• **GIVEN TEXT**

---+---

Double Deep Q-Network-Based Solution for the Dynamic Electric Vehicle Routing Problem


Taş M. B. H., ÖZKAN K., SARIÇİÇEK İ., YAZICI A.

Applied Sciences (Switzerland), cilt.16, sa.1, 2026 (SCI-Expanded, Scopus) identifier identifier

  • Yayın Türü: Makale / Tam Makale
  • Cilt numarası: 16 Sayı: 1
  • Basım Tarihi: 2026
  • Doi Numarası: 10.3390/app16010278
  • Dergi Adı: Applied Sciences (Switzerland)
  • Derginin Tarandığı İndeksler: Science Citation Index Expanded (SCI-EXPANDED), Scopus, Compendex, INSPEC, Directory of Open Access Journals
  • Anahtar Kelimeler: deep reinforcement learning, Double Deep Q-Network, dynamic requests, electric vehicle routing problem, energy-aware routing
  • Eskişehir Osmangazi Üniversitesi Adresli: Evet

Özet

The Dynamic Electric Vehicle Routing Problem (D-EVRP) presents a framework that requires electric vehicles to meet demand with limited energy capacity. When dynamic demand flows and charging requirements are considered together, traditional methods cannot provide sufficient adaptation for real-time decision-making. Therefore, a learning-based approach was chosen to ensure that decision-making processes respond quickly to changing conditions. The solution utilizes a model with a Double Deep Q-Network (DDQN) architecture and a discrete valuation structure. Prioritized Experience Replay (PER) was implemented to increase model stability, allowing infrequent but effective experiments to contribute more to the learning process. The state representation is constructed using the vehicle’s location, battery level, load status, and current customer demands. Scalability is ensured by dividing customer locations into clusters using the K-means method, with each cluster handled by an independent representative. The approach was tested with real-world road data obtained from the Meşelik Campus of Osmangazi University in Eskişehir. Experiments conducted under different demand levels and data sizes have shown that the PER-assisted DDQN structure produces more stable and shorter route lengths in dynamic scenarios, but random selection, greedy method and genetic algorithm experience significant performance losses as dynamicity increases.

---+---

• **LISTED ENTRIES**
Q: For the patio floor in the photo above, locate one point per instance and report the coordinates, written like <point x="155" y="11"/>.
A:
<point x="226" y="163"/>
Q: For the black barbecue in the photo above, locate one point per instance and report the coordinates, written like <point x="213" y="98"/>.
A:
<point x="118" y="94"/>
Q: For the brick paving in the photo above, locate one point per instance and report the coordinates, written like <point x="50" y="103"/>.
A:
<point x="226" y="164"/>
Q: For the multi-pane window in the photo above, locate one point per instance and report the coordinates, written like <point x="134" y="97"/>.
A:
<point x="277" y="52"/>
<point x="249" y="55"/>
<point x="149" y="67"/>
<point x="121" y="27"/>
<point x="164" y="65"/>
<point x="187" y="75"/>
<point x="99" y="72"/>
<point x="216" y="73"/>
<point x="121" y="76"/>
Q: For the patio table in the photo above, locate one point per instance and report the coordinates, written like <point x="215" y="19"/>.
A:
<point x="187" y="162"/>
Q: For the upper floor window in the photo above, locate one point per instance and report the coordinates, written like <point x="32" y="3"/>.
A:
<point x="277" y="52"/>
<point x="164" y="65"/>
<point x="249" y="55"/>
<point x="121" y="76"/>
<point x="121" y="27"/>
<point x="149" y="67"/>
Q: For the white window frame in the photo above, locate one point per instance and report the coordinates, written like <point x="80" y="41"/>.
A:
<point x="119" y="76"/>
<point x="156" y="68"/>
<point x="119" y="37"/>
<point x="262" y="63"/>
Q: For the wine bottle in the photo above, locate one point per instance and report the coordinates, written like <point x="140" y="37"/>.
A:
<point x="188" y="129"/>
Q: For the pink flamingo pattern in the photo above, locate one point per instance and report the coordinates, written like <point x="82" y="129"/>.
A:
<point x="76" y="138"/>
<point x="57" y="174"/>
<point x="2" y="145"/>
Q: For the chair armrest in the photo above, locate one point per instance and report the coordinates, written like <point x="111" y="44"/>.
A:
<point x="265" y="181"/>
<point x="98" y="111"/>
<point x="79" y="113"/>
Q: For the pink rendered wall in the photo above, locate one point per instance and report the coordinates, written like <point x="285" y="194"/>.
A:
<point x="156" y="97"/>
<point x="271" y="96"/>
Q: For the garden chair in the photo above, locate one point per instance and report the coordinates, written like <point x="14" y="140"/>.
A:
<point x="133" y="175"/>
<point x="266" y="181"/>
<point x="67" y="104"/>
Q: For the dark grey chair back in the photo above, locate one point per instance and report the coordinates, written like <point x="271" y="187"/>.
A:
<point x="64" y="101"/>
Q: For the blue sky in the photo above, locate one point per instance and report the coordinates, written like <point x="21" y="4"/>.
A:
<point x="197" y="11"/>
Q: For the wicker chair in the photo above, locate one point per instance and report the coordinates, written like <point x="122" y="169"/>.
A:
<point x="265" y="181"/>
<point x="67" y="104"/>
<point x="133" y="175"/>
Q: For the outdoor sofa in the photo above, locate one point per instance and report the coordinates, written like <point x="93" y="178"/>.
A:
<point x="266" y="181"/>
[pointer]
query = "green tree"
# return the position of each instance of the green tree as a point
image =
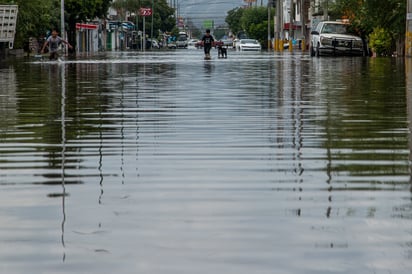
(365, 16)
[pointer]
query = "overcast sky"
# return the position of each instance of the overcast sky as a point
(200, 10)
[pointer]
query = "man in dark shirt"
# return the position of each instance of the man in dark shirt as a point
(207, 40)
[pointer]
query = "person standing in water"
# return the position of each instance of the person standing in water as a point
(207, 40)
(53, 42)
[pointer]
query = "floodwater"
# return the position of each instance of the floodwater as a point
(161, 162)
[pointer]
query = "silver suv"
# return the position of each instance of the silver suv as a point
(332, 37)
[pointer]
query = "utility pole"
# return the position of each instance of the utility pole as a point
(408, 35)
(269, 7)
(62, 31)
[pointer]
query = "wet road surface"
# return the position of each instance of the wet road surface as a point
(161, 162)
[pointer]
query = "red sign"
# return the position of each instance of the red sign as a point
(145, 11)
(86, 26)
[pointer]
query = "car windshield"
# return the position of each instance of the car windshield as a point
(334, 28)
(248, 41)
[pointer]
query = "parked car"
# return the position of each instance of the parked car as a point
(248, 45)
(332, 37)
(192, 43)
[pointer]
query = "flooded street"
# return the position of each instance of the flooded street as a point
(161, 162)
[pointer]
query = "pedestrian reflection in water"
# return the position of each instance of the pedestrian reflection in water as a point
(208, 68)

---+---

Please name the method that the electric vehicle routing summary uses to divide customer locations into clusters.

• **FINISHED TASK**
The K-means method.